▼
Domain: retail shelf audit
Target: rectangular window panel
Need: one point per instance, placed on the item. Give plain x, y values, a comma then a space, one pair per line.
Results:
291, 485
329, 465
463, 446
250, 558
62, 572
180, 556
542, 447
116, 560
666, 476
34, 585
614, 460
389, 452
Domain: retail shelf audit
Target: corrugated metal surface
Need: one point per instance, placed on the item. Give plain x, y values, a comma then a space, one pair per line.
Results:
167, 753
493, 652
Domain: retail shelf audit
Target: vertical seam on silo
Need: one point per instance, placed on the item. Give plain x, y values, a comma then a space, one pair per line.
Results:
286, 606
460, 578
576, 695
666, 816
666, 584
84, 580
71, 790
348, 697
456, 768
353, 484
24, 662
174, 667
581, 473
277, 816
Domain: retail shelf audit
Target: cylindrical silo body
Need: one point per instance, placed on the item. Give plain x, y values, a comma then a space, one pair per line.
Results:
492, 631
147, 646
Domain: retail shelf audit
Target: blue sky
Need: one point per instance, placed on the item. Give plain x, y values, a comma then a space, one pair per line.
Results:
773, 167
▲
▼
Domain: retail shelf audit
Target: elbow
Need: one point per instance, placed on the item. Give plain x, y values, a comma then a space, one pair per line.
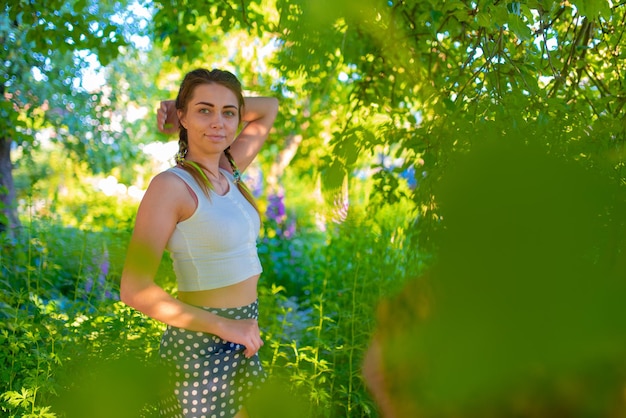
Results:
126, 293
▲
▼
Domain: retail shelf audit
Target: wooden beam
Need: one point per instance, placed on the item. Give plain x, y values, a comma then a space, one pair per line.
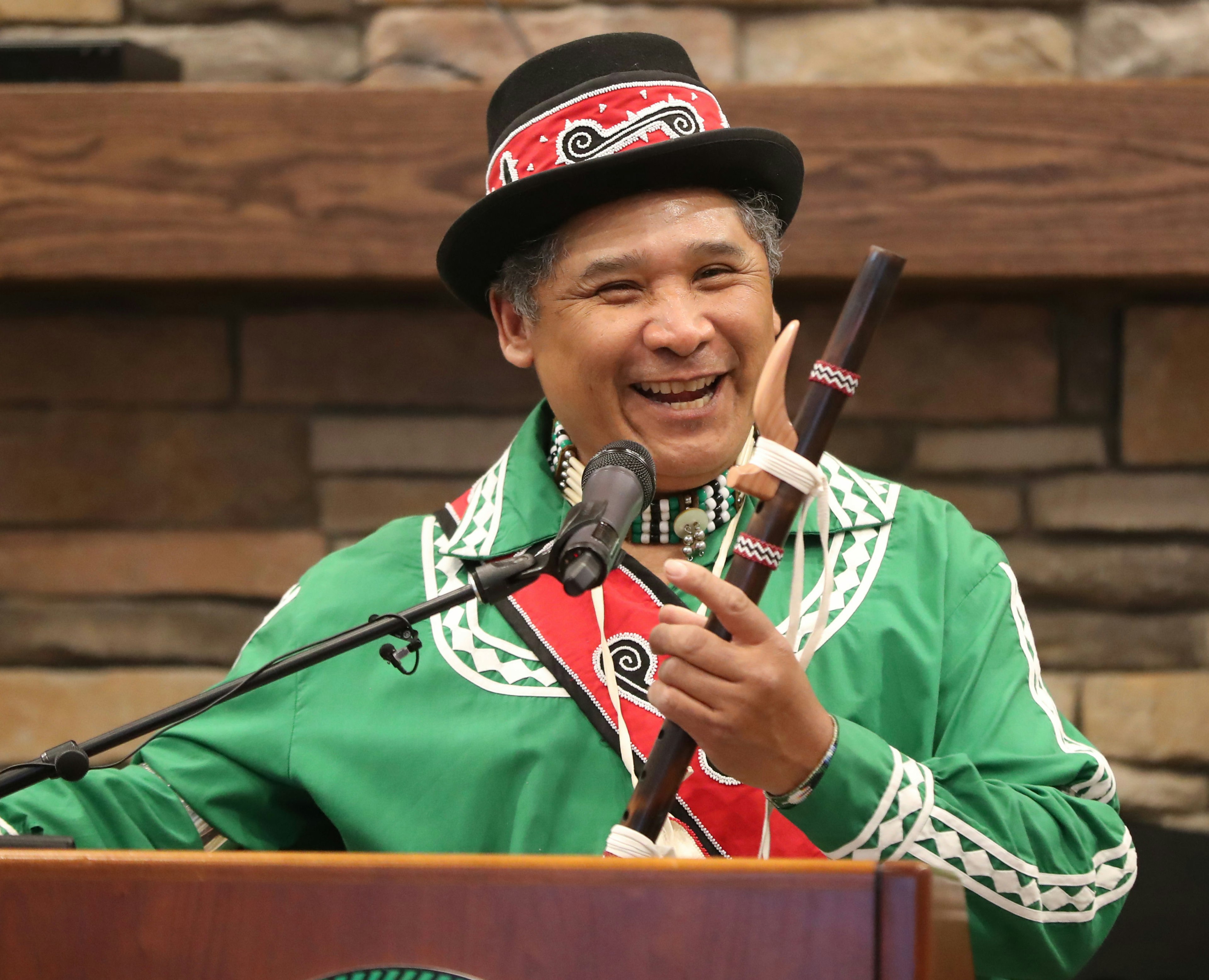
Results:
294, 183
▲
What the task requires:
Which lines in the rows above contain the string "Target"? Show each such line in full, treating uppercase and lowercase as different.

Correct response:
Target: rectangular window panel
Target: corrugated metal surface
Target: vertical seam on silo
Target: cylindrical silo body
Target: blue sky
Target: elbow
Target: wooden beam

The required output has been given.